▶ _Excerpts of pointing data_:
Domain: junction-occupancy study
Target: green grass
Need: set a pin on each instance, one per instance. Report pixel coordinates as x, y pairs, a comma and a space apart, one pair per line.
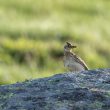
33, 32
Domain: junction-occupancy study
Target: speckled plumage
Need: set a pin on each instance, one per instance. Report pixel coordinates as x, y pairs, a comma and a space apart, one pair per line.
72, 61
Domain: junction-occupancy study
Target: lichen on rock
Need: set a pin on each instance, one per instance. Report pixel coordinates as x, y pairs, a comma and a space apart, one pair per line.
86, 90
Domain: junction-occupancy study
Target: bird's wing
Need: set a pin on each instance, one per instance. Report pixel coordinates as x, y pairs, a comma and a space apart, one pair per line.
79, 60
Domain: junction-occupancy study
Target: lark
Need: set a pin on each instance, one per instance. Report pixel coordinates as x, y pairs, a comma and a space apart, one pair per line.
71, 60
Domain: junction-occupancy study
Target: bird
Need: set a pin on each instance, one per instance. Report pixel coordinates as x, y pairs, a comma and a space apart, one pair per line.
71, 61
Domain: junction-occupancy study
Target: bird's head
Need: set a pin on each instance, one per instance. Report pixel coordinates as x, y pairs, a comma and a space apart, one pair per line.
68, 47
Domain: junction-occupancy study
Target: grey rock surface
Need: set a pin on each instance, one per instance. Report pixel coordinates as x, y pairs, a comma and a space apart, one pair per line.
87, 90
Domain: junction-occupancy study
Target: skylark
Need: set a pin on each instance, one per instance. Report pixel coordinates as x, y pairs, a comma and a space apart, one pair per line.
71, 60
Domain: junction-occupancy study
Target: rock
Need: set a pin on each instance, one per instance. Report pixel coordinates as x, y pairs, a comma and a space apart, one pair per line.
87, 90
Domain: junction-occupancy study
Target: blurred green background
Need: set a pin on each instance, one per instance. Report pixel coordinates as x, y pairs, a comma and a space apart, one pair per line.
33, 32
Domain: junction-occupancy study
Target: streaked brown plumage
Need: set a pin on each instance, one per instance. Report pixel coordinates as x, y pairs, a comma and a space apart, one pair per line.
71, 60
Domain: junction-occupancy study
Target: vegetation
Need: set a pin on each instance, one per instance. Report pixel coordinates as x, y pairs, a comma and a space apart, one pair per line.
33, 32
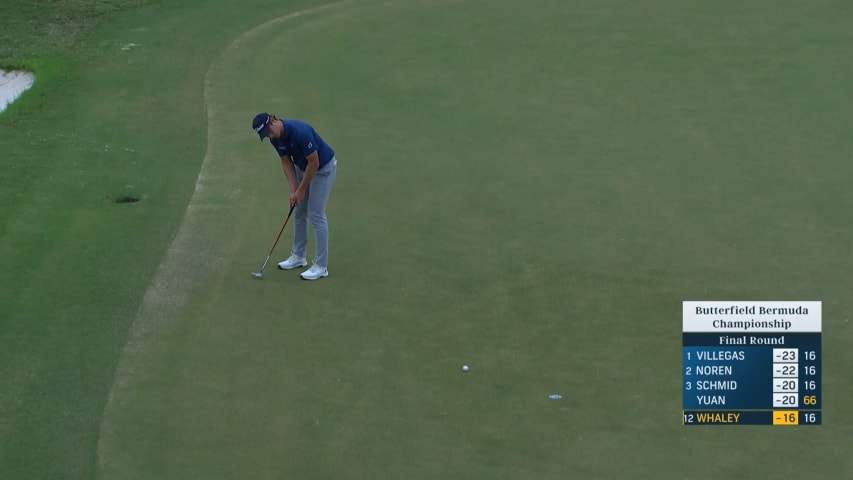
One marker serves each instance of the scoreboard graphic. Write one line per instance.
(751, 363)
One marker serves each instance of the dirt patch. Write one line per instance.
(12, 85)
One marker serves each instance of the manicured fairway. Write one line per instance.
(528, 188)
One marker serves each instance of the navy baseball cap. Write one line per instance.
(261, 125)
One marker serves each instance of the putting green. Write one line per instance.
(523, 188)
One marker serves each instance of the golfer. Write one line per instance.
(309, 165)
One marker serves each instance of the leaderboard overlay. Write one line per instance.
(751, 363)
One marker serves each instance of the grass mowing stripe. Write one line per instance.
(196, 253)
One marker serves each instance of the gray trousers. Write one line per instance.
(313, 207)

---

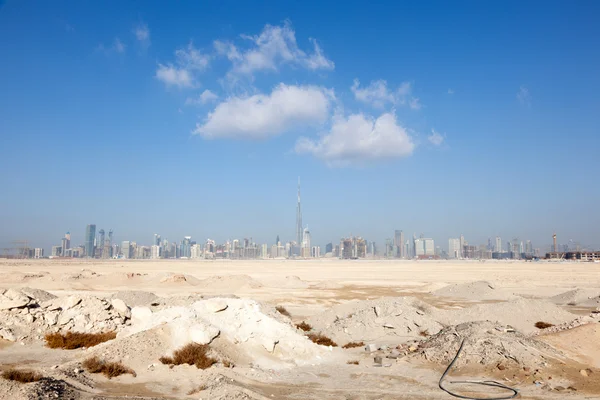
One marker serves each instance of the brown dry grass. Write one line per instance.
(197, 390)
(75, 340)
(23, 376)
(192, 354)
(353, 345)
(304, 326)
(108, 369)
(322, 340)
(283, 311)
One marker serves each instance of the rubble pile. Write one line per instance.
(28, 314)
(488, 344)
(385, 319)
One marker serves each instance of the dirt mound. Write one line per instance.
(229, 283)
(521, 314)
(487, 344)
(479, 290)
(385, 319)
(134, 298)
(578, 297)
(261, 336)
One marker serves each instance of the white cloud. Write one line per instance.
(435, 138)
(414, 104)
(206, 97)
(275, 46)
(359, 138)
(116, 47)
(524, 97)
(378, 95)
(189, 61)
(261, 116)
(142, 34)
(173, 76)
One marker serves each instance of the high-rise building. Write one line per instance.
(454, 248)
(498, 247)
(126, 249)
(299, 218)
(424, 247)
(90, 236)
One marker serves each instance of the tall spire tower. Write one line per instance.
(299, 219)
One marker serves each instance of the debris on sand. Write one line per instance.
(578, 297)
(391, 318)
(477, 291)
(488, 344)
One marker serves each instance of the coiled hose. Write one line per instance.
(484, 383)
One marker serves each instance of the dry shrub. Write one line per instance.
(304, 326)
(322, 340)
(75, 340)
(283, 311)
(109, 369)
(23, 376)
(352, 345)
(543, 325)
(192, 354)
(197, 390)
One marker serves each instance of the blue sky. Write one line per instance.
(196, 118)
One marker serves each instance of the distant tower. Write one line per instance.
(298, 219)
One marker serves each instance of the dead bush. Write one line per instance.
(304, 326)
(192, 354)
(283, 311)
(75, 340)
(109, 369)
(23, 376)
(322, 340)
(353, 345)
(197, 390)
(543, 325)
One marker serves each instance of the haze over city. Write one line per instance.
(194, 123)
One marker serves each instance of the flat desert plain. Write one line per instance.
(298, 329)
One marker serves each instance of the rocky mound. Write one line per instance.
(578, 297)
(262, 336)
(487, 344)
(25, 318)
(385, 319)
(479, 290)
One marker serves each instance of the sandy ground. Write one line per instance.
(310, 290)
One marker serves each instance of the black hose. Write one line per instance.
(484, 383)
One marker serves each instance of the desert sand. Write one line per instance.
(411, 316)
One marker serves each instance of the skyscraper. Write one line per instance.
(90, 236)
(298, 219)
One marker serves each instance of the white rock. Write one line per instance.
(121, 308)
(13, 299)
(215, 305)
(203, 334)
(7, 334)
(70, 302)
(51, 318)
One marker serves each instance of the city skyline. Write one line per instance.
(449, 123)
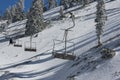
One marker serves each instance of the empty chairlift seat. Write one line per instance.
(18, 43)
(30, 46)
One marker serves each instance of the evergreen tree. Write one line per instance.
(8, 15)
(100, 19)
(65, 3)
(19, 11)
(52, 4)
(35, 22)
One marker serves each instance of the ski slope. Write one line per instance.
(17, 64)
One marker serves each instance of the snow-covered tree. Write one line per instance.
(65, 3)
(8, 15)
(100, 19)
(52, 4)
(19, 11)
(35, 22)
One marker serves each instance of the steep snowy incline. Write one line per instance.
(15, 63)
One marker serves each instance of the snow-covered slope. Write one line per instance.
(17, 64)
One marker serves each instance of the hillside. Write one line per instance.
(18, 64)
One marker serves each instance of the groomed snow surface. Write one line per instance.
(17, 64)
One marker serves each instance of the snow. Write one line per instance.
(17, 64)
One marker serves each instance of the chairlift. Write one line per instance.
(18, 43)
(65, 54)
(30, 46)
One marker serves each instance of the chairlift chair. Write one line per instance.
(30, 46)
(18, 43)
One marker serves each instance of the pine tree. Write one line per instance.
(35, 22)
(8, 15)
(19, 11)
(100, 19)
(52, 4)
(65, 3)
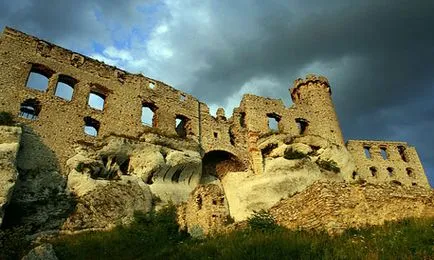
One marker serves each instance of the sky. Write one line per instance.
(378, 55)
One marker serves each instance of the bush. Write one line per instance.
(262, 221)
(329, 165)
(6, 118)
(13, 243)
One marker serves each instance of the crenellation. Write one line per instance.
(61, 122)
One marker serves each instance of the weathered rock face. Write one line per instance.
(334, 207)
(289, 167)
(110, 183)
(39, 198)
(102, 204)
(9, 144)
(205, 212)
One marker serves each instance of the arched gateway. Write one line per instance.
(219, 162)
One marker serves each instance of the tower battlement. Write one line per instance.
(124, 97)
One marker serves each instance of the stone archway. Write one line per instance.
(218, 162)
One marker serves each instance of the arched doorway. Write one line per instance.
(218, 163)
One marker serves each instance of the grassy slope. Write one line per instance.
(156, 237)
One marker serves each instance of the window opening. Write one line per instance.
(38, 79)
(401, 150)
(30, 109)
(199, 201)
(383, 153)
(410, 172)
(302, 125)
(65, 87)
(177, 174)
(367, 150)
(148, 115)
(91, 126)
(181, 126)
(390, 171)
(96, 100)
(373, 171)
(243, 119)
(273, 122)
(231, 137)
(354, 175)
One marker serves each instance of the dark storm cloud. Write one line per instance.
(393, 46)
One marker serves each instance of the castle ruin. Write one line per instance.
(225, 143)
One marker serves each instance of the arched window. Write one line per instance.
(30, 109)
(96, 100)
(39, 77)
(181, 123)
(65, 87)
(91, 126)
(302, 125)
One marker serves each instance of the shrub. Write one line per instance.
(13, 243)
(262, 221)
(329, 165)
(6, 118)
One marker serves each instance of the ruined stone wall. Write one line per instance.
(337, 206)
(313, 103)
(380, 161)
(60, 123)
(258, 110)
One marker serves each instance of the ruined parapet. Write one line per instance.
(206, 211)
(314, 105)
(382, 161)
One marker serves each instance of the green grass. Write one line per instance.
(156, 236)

--

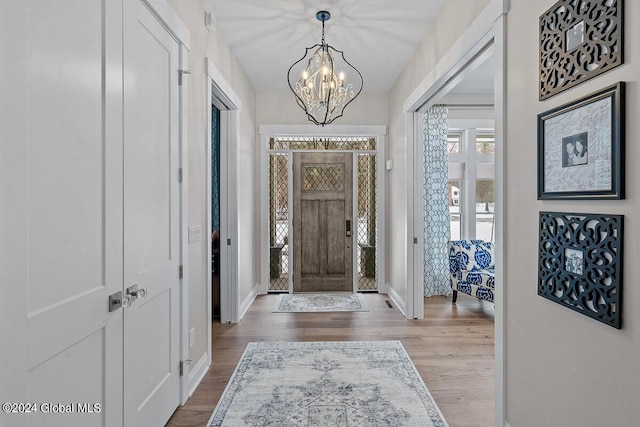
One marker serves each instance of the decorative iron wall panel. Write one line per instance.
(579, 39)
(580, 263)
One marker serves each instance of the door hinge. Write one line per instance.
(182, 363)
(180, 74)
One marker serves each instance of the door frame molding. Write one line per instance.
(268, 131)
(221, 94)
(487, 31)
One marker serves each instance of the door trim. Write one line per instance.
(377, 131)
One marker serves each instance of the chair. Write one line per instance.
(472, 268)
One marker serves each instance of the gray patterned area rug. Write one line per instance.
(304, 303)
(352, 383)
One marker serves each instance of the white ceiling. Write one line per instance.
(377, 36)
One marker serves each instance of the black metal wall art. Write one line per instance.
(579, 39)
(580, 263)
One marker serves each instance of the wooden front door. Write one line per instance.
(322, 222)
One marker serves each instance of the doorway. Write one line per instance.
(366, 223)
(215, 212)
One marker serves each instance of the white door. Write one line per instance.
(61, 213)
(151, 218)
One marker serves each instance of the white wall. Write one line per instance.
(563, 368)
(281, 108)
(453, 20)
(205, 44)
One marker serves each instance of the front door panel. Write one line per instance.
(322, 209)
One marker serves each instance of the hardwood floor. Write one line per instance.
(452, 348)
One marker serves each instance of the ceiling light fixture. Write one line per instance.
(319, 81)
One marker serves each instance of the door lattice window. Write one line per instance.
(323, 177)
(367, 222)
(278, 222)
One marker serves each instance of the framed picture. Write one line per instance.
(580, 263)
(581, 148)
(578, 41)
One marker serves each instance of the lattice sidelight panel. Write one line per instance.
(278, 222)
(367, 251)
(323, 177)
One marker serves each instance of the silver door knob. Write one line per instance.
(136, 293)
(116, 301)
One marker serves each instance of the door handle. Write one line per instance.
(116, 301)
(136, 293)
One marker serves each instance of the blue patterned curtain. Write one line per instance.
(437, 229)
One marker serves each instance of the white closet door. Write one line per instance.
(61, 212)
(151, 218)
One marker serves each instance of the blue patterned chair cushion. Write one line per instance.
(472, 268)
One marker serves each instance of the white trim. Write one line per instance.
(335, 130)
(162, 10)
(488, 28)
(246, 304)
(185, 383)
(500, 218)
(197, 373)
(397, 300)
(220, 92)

▶ _TASK PROMPT_: Select every line of the records above that contains the word "mound", and copy each one in full. Matching is case-sensitive.

▶ _THE OUTPUT_:
One marker serves each instance of the dirt mound. Write one line per instance.
One marker serves each instance of the rocky mound. Write one line per instance.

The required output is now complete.